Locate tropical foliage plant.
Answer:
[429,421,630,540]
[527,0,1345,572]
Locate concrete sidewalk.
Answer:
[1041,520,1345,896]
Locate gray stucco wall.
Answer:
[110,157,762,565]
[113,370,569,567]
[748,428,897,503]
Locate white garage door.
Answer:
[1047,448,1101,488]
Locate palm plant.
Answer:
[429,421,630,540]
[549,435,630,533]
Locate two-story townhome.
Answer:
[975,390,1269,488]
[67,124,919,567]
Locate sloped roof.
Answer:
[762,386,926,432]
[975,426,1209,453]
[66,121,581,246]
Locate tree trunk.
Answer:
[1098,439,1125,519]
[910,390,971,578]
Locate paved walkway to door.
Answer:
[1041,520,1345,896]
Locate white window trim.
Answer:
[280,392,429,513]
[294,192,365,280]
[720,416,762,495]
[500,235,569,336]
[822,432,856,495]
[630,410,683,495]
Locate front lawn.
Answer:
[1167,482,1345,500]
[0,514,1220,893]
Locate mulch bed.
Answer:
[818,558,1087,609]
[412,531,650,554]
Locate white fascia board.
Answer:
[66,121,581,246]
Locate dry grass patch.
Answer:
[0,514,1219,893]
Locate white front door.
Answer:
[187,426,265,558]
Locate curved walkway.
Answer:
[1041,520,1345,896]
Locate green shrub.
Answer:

#####

### Written problem
Copy every record above line for line, with no changes to any wording or number.

### Answer to this exercise
Locate tropical foliage plant.
Answer:
[429,421,630,540]
[527,0,1345,572]
Locate concrete sidewalk.
Answer:
[1041,520,1345,896]
Locate gray stucco wall.
Answer:
[110,157,762,565]
[113,370,569,567]
[748,428,897,503]
Locate white garage door.
Answer:
[1047,448,1101,488]
Locate palm plant.
Answer:
[429,421,630,540]
[549,435,630,533]
Locate two-story townhome.
Answer:
[975,390,1269,488]
[67,124,919,567]
Locate sloped roof.
Answer:
[762,386,926,432]
[975,426,1209,453]
[66,121,581,246]
Locate tree trunk.
Answer:
[1098,439,1125,519]
[910,390,971,578]
Locate paved walkway to door.
Answer:
[1041,520,1345,896]
Locate white window trim.
Answer:
[280,392,429,513]
[294,192,365,280]
[720,416,762,495]
[500,235,569,336]
[822,432,856,495]
[630,410,683,495]
Locate front lawn.
Answer:
[1167,482,1345,500]
[0,514,1220,893]
Locate mulch bed.
Answer:
[818,558,1087,609]
[412,531,650,554]
Locate white fascia board.
Answer:
[66,121,581,246]
Locate dry grass patch.
Answer:
[0,514,1219,893]
Locate white front door.
Answer:
[187,426,265,558]
Locate curved walkway.
Answer:
[1041,520,1345,896]
Locate green shrub.
Answer:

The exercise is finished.